## Objective
Render everything from the record containing "the yellow stamen" down to the end of the records as a two-column CSV with the headers instruction and keypoints. Give one row per record, putting its text and its answer each in a single quoted field with line breaks replaced by spaces.
======== Records for this exercise ========
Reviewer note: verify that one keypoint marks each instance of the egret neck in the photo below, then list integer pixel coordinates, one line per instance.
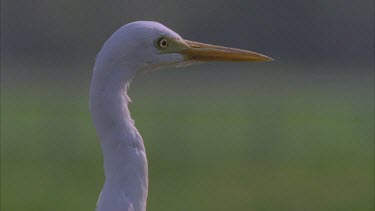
(125, 162)
(141, 45)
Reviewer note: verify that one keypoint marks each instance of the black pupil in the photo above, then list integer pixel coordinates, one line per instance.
(163, 43)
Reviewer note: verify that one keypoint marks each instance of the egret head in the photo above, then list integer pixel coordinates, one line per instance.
(150, 45)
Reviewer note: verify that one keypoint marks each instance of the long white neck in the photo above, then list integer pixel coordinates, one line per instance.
(125, 161)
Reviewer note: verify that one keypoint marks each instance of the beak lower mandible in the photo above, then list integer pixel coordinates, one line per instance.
(206, 52)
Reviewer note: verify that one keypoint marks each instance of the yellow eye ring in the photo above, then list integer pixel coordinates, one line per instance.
(163, 43)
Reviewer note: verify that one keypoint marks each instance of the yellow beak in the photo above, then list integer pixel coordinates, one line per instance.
(205, 52)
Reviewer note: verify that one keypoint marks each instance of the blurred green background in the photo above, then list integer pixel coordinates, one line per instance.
(294, 134)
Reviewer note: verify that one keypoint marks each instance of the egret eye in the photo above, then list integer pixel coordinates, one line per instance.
(163, 43)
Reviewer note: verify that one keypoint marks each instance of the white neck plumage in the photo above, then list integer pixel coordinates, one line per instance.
(125, 161)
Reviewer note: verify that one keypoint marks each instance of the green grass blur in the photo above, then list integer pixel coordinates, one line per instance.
(254, 140)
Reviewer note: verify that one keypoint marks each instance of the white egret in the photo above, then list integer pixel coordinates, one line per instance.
(137, 46)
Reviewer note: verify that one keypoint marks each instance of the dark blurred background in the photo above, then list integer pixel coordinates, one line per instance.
(294, 134)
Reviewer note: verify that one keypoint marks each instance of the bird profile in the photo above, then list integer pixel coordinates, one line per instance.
(137, 46)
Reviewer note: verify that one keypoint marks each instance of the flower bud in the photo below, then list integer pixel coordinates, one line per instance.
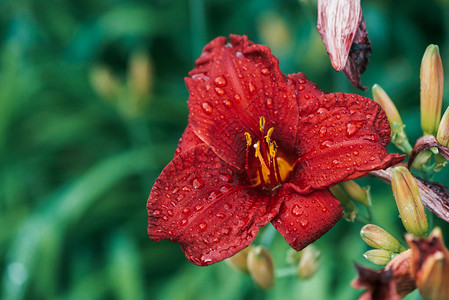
(408, 200)
(261, 267)
(398, 135)
(357, 193)
(430, 265)
(378, 237)
(140, 73)
(309, 262)
(379, 256)
(104, 82)
(432, 81)
(240, 260)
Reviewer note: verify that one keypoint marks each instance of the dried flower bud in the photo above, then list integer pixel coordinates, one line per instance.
(261, 267)
(379, 256)
(432, 81)
(430, 265)
(408, 200)
(357, 193)
(378, 237)
(309, 262)
(240, 260)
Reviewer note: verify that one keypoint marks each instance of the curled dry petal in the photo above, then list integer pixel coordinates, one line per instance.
(435, 196)
(358, 58)
(338, 21)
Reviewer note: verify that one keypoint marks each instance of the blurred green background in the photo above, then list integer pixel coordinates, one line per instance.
(92, 103)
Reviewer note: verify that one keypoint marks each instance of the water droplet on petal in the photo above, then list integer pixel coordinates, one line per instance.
(220, 81)
(227, 103)
(198, 183)
(296, 210)
(323, 131)
(219, 91)
(326, 144)
(207, 108)
(202, 226)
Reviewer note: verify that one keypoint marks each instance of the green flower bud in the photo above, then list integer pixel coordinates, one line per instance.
(432, 81)
(408, 200)
(379, 256)
(261, 267)
(378, 237)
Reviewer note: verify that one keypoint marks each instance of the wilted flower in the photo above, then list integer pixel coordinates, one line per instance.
(343, 30)
(260, 146)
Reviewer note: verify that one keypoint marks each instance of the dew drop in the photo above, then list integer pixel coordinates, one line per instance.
(219, 91)
(296, 210)
(207, 108)
(326, 144)
(323, 131)
(220, 81)
(227, 103)
(202, 226)
(252, 88)
(198, 183)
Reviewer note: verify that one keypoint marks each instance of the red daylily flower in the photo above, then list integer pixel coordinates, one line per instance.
(261, 146)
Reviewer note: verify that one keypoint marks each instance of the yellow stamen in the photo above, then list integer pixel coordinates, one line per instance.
(268, 136)
(248, 139)
(262, 123)
(265, 169)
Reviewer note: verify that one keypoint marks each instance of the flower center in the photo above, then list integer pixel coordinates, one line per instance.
(264, 165)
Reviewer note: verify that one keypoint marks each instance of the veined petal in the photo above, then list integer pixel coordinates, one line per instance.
(303, 219)
(306, 90)
(188, 140)
(340, 137)
(232, 86)
(203, 204)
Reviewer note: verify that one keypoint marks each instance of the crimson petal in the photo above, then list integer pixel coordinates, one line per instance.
(232, 86)
(340, 137)
(303, 219)
(199, 201)
(188, 140)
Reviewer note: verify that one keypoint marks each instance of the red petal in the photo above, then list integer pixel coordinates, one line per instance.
(188, 140)
(232, 86)
(202, 203)
(305, 89)
(341, 137)
(303, 219)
========
## Finished exercise
instruction,keypoints
"Reviewer note: verify that one keypoint marks each instance of the yellow stamen in the photo above, then list integer pixel coordinates, one line per instance.","(268, 136) (248, 139) (262, 123) (265, 169)"
"Reviewer note: verify that one keypoint marks each instance of the flower center in the photo above, then list integer pixel coordinates, one line per instance.","(264, 165)"
"Reviewer note: verify that one keypoint marks each instance of the veined petal in the photo above, then list integer pixel coordinates, one line per instance.","(303, 219) (306, 90) (188, 140) (340, 137) (232, 86) (203, 204)"
"Reviewer note: verify that one keypoint marks each instance of the crimson petal in the photo above, then list integer pixel coordinates, one line per instance.","(232, 86) (340, 137) (303, 219) (199, 201) (188, 140)"
"Reviewer note: verify that one keypoint marks each instance of the red petal in the photo above, then list integer pixel coordinates, one line per instance.","(188, 140) (232, 86) (202, 203) (305, 89) (341, 137) (303, 219)"